-- Page extract --
------------------------------

So, what are some practical, real-world aspects of the rule of law in a business lawyer’s practice? Why should it be important to a business lawyer and their business clients, too? Here’s one reason: attention to the rule of law is an ethical obligation of all lawyers under the ethics rules. But what does that mean? The rule of law, as defined by the World Justice Project, is “a durable system of laws, institutions, norms, and community commitment” that delivers accountability, just law, open government, and impartial justice. Different organizations measure and study the rule of law in different ways, but most agree that it can provide constraints on government powers; minimize corruption; promote open government, fundamental rights, and order and security; advance regulatory information; and encourage civil and criminal justice.
The rule of law is also essential for businesses across the world. Why? The answer is simple: the business world requires stable, reliable, and predictable legal systems and laws, and the rule of law anchors such systems. And according to the World Justice Project, the presence (or absence) of the rule of law has a correlation with economic development throughout the world, as well as socio-political development.
So, by listening to our colleagues, both senior and junior, and recognizing these matters, are we done? Well, not quite. Some, including the World Justice Project, report a disturbing trend of the decline of the rule of law all over the world, including in the United States, even though people and business require the rule of law to sustain themselves, grow, and thrive.

------------------------------

-- Directives --
1. Output the passage on the rule of law word for word, starting with "The rule of law is also" and going on through "grow, and thrive.".
2. In the passage on the rule of law, what kind of legal systems and laws does the business world require?

-- Data extracted from a collection --
------------------------------

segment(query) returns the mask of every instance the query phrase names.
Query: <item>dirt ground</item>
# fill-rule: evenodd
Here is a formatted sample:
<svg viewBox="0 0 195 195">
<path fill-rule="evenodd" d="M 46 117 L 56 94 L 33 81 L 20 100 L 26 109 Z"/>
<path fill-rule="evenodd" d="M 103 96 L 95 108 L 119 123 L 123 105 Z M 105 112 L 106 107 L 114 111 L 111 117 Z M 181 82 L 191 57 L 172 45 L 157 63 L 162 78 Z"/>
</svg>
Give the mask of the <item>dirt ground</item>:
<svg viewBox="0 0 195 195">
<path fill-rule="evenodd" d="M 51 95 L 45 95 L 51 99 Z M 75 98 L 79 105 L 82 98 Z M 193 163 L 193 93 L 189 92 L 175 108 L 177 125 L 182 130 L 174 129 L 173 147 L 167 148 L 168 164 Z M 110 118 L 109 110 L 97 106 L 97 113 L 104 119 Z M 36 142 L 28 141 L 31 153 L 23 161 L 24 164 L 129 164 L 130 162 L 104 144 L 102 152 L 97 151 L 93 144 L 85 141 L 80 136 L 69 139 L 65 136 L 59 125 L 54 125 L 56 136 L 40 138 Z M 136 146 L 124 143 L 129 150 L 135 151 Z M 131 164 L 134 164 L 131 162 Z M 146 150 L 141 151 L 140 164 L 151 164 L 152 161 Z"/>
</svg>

------------------------------

-- Answers for this exercise --
1.
The rule of law is also essential for businesses across the world. Why? The answer is simple: the business world requires stable, reliable, and predictable legal systems and laws, and the rule of law anchors such systems. And according to the World Justice Project, the presence (or absence) of the rule of law has a correlation with economic development throughout the world, as well as socio-political development.
So, by listening to our colleagues, both senior and junior, and recognizing these matters, are we done? Well, not quite. Some, including the World Justice Project, report a disturbing trend of the decline of the rule of law all over the world, including in the United States, even though people and business require the rule of law to sustain themselves, grow, and thrive.

2. Stable, reliable, and predictable legal systems and laws.